Word for word, return each entry that follows, with every image removed.

-- Materials provided follows --

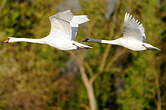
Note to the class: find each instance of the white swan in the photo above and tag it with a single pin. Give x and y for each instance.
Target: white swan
(133, 36)
(63, 30)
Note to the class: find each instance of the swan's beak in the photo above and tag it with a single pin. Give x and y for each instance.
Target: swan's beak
(86, 40)
(6, 41)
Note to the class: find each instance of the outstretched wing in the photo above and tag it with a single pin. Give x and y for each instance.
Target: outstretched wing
(133, 28)
(60, 24)
(60, 27)
(67, 22)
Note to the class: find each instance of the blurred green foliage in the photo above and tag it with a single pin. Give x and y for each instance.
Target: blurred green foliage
(36, 77)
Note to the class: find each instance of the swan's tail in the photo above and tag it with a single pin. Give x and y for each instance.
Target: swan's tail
(80, 19)
(150, 47)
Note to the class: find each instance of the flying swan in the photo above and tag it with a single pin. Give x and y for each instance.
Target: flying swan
(63, 30)
(133, 36)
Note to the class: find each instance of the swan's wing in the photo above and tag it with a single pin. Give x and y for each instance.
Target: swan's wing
(76, 20)
(133, 28)
(60, 27)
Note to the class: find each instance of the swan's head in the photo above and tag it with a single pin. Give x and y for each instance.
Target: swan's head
(86, 40)
(9, 40)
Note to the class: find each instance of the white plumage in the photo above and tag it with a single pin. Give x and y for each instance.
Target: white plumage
(64, 27)
(133, 36)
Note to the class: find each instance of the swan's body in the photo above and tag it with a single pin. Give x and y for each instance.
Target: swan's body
(63, 30)
(133, 36)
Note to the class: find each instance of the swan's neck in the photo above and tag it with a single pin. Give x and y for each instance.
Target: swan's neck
(114, 42)
(40, 41)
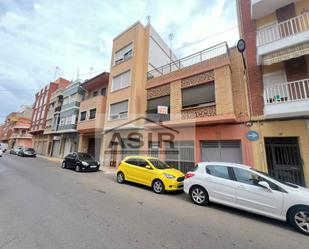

-- Materials provided concluded --

__Answer for this exercise__.
Note to the class: find each instance of the white swan in the photo above and tag it with a single pin. Give x and y for each instance.
Target: white swan
(133, 36)
(63, 30)
Note to the class: find each instance of the swan's beak in the photo above and tag it with a single pin. Give x and y for each instance.
Target: swan's beak
(86, 40)
(6, 41)
Note to the class: find each instance of the outstretched wing in the photo above and tag it with a single pin. Give x and y for each instance.
Target: outstretched wing
(133, 28)
(60, 24)
(60, 27)
(67, 22)
Note to the class: find each instance of the blurred green foliage in the photo above and tag it with a single pin. Give x and y for each instance.
Target: blurred green foliage
(36, 77)
Note to the class: find each instance of the swan's tail in the photo above and tag it with a single pin. Give x and y for each instance.
Target: swan's tail
(80, 19)
(150, 47)
Note to the class: find each instance of the flying swan in the photo above and tag it with a single pin. Give x and y for each instance.
Target: flying swan
(63, 30)
(133, 36)
Note to the class: find each instance of the swan's wing in the photo above and tag it with a single pin. Give x and y for each instance.
Target: swan's wing
(76, 20)
(133, 28)
(60, 27)
Note to the class: find each instance of the swan's head in the photo above and tag it with a single pin. Give x and y for each instance.
Target: swan's head
(86, 40)
(9, 40)
Note to the class: find each instance of the white plumage in the photo above and tag it with a single pin. Give x and y for each instance.
Target: white plumage
(64, 27)
(133, 36)
Note to the class: find each instance of the swan's body in the photo above and tag it with a single pin. Give x and y for each instance.
Target: swan's body
(63, 30)
(133, 36)
Note to the class: find each instance of the swan's neck in the photo above and tag it with a single pin. Give x and y for each instance.
Target: swan's neck
(114, 42)
(40, 41)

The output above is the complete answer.